**STUDY TEXT**
***

Researchers have developed a miniature caterpillar robot that could be used to deliver drugs inside the human body.
This mini delivery-robot could pave way for medical technology advancement such as drugs delivery in the human body, reports Science Daily.
The miniature robot will deliver drugs into the human body by crawling inside it, but its users would have to swallow the alien-like creature first.
Scientists behind the technology argue that the caterpillar robot can adapt to adverse environments and move without issues along surfaces within the body lined with, or entirely immersed in body fluids such as blood or mucus.
It stands out thanks to hundreds of its less than one millimeter long pointed legs, reminiscent of tiny hairs.
But these hairy-like miniature legs are a crucial part in the functionality of the robot. Study leader Shen Yajing explains that the robot’s pointed legs ‘greatly reduced’ their contact area, meaning that there is less friction on the surface.
Preliminary laboratory tests have demonstrated that the robot has around 40 times less friction than a limbless robot.
The caterpillar robot excelled in both wet and dry environments.
Furthermore, it has the ability to carry a payload 100 times heavier than itself, a strength seen in nature in ants.
To get the job done, the robot should either be swallowed or inserted through a cavity in the skin.
To come up with the weird-looking, yet totally functional design, scientists at City University of Hong Kong (CityU) studied the leg structures of hundreds of ground animals including those with two, four, eight or more legs. They paid attention in particular to the ration between the animal’s leg-length and the gap between the legs.

***

**EXERCISE DATA**

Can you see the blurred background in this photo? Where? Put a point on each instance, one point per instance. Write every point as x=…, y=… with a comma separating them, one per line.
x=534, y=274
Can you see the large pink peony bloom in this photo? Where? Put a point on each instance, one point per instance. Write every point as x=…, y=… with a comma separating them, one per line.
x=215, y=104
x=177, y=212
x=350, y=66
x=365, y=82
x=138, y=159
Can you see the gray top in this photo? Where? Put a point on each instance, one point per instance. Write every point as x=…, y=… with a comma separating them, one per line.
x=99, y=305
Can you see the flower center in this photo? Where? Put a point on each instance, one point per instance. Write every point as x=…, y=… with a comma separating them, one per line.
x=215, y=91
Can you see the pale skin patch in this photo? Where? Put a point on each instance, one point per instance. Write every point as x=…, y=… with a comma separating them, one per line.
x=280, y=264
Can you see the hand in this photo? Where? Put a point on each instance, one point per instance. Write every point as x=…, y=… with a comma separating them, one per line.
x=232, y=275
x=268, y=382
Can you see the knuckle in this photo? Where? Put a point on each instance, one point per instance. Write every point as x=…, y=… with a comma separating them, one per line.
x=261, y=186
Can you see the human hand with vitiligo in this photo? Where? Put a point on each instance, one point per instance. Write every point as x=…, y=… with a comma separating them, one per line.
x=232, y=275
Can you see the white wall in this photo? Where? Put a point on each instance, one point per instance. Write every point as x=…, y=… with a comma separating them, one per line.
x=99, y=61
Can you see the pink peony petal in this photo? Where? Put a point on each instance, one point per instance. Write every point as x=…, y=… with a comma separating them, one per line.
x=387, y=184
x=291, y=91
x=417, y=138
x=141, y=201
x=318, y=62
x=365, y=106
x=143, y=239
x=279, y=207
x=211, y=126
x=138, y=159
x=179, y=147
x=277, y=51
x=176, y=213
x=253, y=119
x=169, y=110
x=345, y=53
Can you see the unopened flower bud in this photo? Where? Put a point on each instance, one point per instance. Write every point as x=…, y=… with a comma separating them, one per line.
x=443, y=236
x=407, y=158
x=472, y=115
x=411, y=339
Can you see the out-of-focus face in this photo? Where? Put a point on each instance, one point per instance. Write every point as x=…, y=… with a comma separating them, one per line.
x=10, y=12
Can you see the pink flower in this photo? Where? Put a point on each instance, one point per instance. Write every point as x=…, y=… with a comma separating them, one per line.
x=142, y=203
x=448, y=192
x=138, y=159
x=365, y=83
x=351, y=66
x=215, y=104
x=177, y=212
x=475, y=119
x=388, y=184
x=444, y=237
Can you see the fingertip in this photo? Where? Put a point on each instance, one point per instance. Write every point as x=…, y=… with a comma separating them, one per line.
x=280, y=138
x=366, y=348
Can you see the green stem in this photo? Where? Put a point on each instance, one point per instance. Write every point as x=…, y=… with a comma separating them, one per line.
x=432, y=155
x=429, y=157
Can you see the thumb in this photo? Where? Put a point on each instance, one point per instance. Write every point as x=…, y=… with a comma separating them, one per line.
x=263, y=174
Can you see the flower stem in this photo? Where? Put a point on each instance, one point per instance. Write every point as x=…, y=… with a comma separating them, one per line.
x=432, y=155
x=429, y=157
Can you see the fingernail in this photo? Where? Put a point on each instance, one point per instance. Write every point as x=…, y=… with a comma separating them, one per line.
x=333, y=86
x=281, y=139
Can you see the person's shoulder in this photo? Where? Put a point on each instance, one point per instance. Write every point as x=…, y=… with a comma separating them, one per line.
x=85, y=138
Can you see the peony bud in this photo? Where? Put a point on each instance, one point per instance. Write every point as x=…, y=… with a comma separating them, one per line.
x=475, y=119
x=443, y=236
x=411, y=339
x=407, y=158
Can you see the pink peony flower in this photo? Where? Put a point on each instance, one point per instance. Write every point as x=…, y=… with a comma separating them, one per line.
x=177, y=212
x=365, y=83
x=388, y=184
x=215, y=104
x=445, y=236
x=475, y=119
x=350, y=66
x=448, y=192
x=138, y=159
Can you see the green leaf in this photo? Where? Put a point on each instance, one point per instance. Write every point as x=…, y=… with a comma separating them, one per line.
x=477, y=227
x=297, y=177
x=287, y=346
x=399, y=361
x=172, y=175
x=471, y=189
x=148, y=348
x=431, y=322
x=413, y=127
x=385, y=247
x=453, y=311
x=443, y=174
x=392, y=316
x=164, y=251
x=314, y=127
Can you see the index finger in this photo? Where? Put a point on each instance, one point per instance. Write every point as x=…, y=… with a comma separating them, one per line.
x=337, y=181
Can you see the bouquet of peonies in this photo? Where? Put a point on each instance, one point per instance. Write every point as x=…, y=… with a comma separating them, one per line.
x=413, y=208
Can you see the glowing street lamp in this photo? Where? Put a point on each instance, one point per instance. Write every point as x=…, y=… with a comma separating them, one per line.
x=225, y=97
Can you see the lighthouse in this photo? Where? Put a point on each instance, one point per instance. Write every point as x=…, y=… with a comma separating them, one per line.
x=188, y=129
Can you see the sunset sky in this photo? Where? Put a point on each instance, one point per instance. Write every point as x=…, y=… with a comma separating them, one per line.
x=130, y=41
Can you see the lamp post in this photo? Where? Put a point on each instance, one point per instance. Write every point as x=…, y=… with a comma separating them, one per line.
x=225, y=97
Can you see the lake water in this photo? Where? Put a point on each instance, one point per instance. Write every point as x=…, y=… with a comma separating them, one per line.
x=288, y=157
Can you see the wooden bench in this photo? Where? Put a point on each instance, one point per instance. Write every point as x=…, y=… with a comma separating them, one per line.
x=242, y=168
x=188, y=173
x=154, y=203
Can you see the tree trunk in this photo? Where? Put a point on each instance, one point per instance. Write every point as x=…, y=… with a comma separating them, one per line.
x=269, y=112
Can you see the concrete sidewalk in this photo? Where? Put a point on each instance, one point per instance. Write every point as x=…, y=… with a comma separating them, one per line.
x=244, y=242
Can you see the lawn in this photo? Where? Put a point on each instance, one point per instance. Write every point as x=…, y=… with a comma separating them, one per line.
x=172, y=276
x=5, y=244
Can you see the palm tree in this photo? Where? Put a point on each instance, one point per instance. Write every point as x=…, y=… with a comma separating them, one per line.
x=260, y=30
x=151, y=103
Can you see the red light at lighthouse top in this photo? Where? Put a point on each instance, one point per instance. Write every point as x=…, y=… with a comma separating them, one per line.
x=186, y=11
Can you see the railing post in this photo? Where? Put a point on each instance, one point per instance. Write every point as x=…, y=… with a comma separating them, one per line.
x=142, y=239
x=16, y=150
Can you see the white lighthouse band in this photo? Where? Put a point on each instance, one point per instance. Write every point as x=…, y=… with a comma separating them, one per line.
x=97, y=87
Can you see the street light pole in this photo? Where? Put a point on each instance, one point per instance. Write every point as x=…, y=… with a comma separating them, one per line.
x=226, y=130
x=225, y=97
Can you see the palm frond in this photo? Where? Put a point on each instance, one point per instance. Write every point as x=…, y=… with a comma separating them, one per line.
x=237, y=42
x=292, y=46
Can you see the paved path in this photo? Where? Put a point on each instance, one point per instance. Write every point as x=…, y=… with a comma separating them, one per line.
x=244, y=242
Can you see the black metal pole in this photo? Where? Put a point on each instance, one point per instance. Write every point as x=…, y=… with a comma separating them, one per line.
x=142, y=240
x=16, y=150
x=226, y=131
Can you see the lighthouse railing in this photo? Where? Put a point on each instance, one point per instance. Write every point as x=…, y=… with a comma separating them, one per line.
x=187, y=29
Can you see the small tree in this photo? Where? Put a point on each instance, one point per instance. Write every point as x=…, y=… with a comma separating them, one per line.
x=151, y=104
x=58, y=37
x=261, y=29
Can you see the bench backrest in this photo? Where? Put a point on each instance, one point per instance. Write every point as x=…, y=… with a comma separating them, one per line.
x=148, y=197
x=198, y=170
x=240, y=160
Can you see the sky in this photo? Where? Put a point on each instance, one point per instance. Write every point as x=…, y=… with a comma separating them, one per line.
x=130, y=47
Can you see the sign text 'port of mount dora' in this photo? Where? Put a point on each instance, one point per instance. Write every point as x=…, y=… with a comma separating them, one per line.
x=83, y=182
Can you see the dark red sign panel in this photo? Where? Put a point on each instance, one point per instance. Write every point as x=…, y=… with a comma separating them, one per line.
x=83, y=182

***

**YOUR TASKS**
[1] Transcribe the stretch of the caterpillar robot article from "Scientists behind the" through "of tiny hairs.".
[2] According to the caterpillar robot article, how much less friction did the robot have than a limbless robot in preliminary laboratory tests?
[3] Take the article on the caterpillar robot further, beginning after its last sentence.

**ANSWERS TO THE EXERCISE**
[1]
Scientists behind the technology argue that the caterpillar robot can adapt to adverse environments and move without issues along surfaces within the body lined with, or entirely immersed in body fluids such as blood or mucus.
It stands out thanks to hundreds of its less than one millimeter long pointed legs, reminiscent of tiny hairs.

[2] Around 40 times less.

[3]
This helped them come up with a nearly flawless design.
According to reports, the robots body thickness is around 0.15mm. Each canonical leg measures 0.65mm long and the gap between each leg measuring around 0.6mm. This makes the leg-length-to-gap ratio around 1:1.
“Most animals have a leg-length to the leg-gap ratio of 2:1 to 1:1. So we decided to create our robot using 1:1 proportion,” explains Dr. Shen.
And while the design is of great importance, the materials the robot is built fro play an equally important part in its functionality.
The robot is built using a silicon material called polydimethylsiloxane (PDMS) embedded with magnetic particles. This enables the caterpillar-like robot to be remotely operated by applying electromagnetic force from the outside.
“Both the materials and the multi-leg design greatly improve the robot’s hydrophobic property. Besides, the rubbery piece is soft and can be cut easily to form robots of various shapes and sizes for different applications,” explained Professor Wang Zuankai, who conceived this research idea and initiated the collaboration among the researchers.